_What needs to be done_
Copy out the threat forecast from "Decentralized C2 proliferation" up to and including "implements abuse mitigations.", changing "proof-of-concept" to "prototype".

_Page extract_

----------------

Continued “weaponize the protector” targeting [Confidence: HIGH]. The pattern is now established and demonstrably effective. Likely next-target classes within 60–90 days: additional vulnerability scanners (e.g., Grype, Snyk CLI, OSV-Scanner), SBOM tooling (Syft, CycloneDX implementations), CI/CD orchestration extensions (GitHub Actions marketplace, Jenkins plugins), and AI infrastructure proxies (LangChain ecosystem). The blast-radius math favors security and dev-tooling vendors over end-user enterprises.

Decentralized C2 proliferation [Confidence: MODERATE]. The ICP canister proof-of-concept will be copied. Expect IPFS, Arweave, and Solana-program-based dead-drops to appear in other actors’ tooling within 90–180 days. Forecast revised if ICP itself implements abuse mitigations.

Deepening Vect RaaS coupling [Confidence: MODERATE]. The credential troves harvested in Q1 will feed ransomware deployment through Q2-Q3. Expect named Vect victims to correlate with organizations whose CI/CD credentials appear in the TeamPCP haul.

Conditions that would change the forecast: US joint government advisory + indictments (would degrade leak-site operations); successful ICP-side mitigation of canister abuse (would force C2 rework); arrest or doxxing of T00001B persona (would fragment the group).

So What (Implications)

Trust-chain risk is now operational, not theoretical. Defenders’ own scanners — the tools assumed to be safe by design — are plausible delivery vectors. Security and compliance teams that ran Trivy in trusted CI pipelines through March were the attack surface, not the defense.

CI/CD pipelines are crown jewels with weak crown-jewel controls. A single stolen PAT at one vendor cascaded into 1,000+ SaaS environments, ~500,000 credentials, and ~300 GB of exfiltration. Pipeline credentials are typically scoped permissively, rotated infrequently, and audited rarely. The Aqua-bot incomplete-rotation is the canary: partial rotation = full residual access.

----------------

_Stored rows_
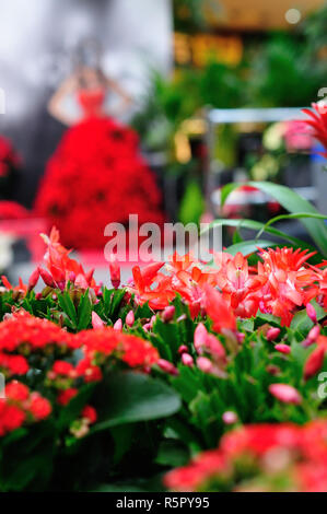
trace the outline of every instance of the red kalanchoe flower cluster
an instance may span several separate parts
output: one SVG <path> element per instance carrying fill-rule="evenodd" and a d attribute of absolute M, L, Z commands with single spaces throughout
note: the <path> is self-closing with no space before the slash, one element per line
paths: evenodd
<path fill-rule="evenodd" d="M 326 262 L 313 267 L 307 260 L 314 255 L 293 248 L 260 250 L 257 267 L 237 254 L 214 255 L 215 268 L 201 270 L 202 265 L 190 254 L 175 254 L 161 272 L 162 262 L 143 269 L 133 268 L 133 282 L 129 291 L 136 302 L 154 309 L 165 308 L 179 294 L 189 305 L 192 317 L 207 312 L 217 331 L 235 330 L 235 317 L 256 316 L 258 309 L 281 318 L 290 325 L 294 314 L 313 299 L 327 311 Z"/>
<path fill-rule="evenodd" d="M 43 421 L 51 413 L 51 405 L 36 392 L 17 381 L 10 382 L 0 399 L 0 436 L 23 424 Z"/>
<path fill-rule="evenodd" d="M 40 319 L 25 311 L 13 314 L 0 323 L 0 352 L 42 352 L 46 348 L 67 353 L 79 347 L 79 340 L 47 319 Z"/>
<path fill-rule="evenodd" d="M 254 424 L 165 477 L 175 491 L 327 491 L 327 421 Z M 242 475 L 243 474 L 243 475 Z M 276 480 L 279 479 L 279 480 Z"/>
<path fill-rule="evenodd" d="M 7 377 L 25 375 L 30 370 L 28 362 L 23 355 L 0 353 L 0 372 Z"/>
<path fill-rule="evenodd" d="M 159 353 L 150 342 L 113 328 L 83 330 L 78 339 L 85 354 L 85 360 L 79 363 L 78 370 L 96 367 L 106 362 L 108 357 L 119 359 L 130 367 L 148 367 L 159 360 Z"/>

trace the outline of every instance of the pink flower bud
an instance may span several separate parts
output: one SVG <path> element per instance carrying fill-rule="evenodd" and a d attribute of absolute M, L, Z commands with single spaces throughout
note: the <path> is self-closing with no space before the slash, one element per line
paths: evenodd
<path fill-rule="evenodd" d="M 114 330 L 117 330 L 117 332 L 121 332 L 122 330 L 122 320 L 119 318 L 114 325 Z"/>
<path fill-rule="evenodd" d="M 269 328 L 266 337 L 268 341 L 275 341 L 275 339 L 277 339 L 279 335 L 280 335 L 280 328 L 271 327 Z"/>
<path fill-rule="evenodd" d="M 189 353 L 183 353 L 182 354 L 182 363 L 185 366 L 191 367 L 194 365 L 194 359 Z"/>
<path fill-rule="evenodd" d="M 156 316 L 153 315 L 150 319 L 151 328 L 153 327 L 153 324 L 155 323 Z"/>
<path fill-rule="evenodd" d="M 237 422 L 238 417 L 237 417 L 236 412 L 233 412 L 232 410 L 226 410 L 222 414 L 222 420 L 225 424 L 234 424 L 234 423 Z"/>
<path fill-rule="evenodd" d="M 87 289 L 89 283 L 85 279 L 85 277 L 82 273 L 79 273 L 75 279 L 75 285 L 81 289 Z"/>
<path fill-rule="evenodd" d="M 35 285 L 38 282 L 38 279 L 39 279 L 39 269 L 37 267 L 28 279 L 28 291 L 32 291 L 35 288 Z"/>
<path fill-rule="evenodd" d="M 318 346 L 314 351 L 308 355 L 303 370 L 304 379 L 308 381 L 312 378 L 318 371 L 322 370 L 324 360 L 325 360 L 326 349 L 323 346 Z"/>
<path fill-rule="evenodd" d="M 206 347 L 208 348 L 212 357 L 217 359 L 225 359 L 226 351 L 224 347 L 222 346 L 220 340 L 217 339 L 217 337 L 214 337 L 212 334 L 208 334 Z"/>
<path fill-rule="evenodd" d="M 103 328 L 105 326 L 104 322 L 101 319 L 101 317 L 92 311 L 92 327 L 93 328 Z"/>
<path fill-rule="evenodd" d="M 302 401 L 299 390 L 288 384 L 271 384 L 268 389 L 275 398 L 283 404 L 299 405 Z"/>
<path fill-rule="evenodd" d="M 207 359 L 207 357 L 199 357 L 197 359 L 197 366 L 203 373 L 211 373 L 213 370 L 213 364 L 210 359 Z"/>
<path fill-rule="evenodd" d="M 173 317 L 175 316 L 175 307 L 174 305 L 170 305 L 168 307 L 166 307 L 163 313 L 162 313 L 162 319 L 163 322 L 165 323 L 168 323 L 173 319 Z"/>
<path fill-rule="evenodd" d="M 313 323 L 317 323 L 317 313 L 311 303 L 306 304 L 306 314 Z"/>
<path fill-rule="evenodd" d="M 207 328 L 202 323 L 199 323 L 195 330 L 195 338 L 194 338 L 194 344 L 195 349 L 198 353 L 202 353 L 203 347 L 206 346 L 207 342 L 207 337 L 208 337 L 208 331 Z"/>
<path fill-rule="evenodd" d="M 128 327 L 132 327 L 135 324 L 136 317 L 132 311 L 129 311 L 128 315 L 126 316 L 125 323 Z"/>
<path fill-rule="evenodd" d="M 310 330 L 310 332 L 308 332 L 308 335 L 307 335 L 307 339 L 308 339 L 310 341 L 315 342 L 315 341 L 318 339 L 319 334 L 320 334 L 320 327 L 319 327 L 319 325 L 315 325 L 315 326 Z"/>
<path fill-rule="evenodd" d="M 275 344 L 275 350 L 281 353 L 285 353 L 285 354 L 291 353 L 291 347 L 289 344 L 283 344 L 283 343 Z"/>
<path fill-rule="evenodd" d="M 156 362 L 159 367 L 164 371 L 165 373 L 168 373 L 170 375 L 178 375 L 178 370 L 172 364 L 171 362 L 166 361 L 165 359 L 159 359 Z"/>
<path fill-rule="evenodd" d="M 145 325 L 143 325 L 143 330 L 145 330 L 145 332 L 149 332 L 151 328 L 152 328 L 151 323 L 145 323 Z"/>
<path fill-rule="evenodd" d="M 240 342 L 240 344 L 243 344 L 244 339 L 245 339 L 245 334 L 243 334 L 243 332 L 237 332 L 237 334 L 236 334 L 236 339 L 237 339 L 237 342 Z"/>
<path fill-rule="evenodd" d="M 46 269 L 39 268 L 39 274 L 46 285 L 49 288 L 56 288 L 55 280 Z"/>
<path fill-rule="evenodd" d="M 120 285 L 120 266 L 118 265 L 117 257 L 114 254 L 110 255 L 109 272 L 113 288 L 118 289 Z"/>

----------------

_Output of the exercise_
Decentralized C2 proliferation [Confidence: MODERATE]. The ICP canister prototype will be copied. Expect IPFS, Arweave, and Solana-program-based dead-drops to appear in other actors’ tooling within 90–180 days. Forecast revised if ICP itself implements abuse mitigations.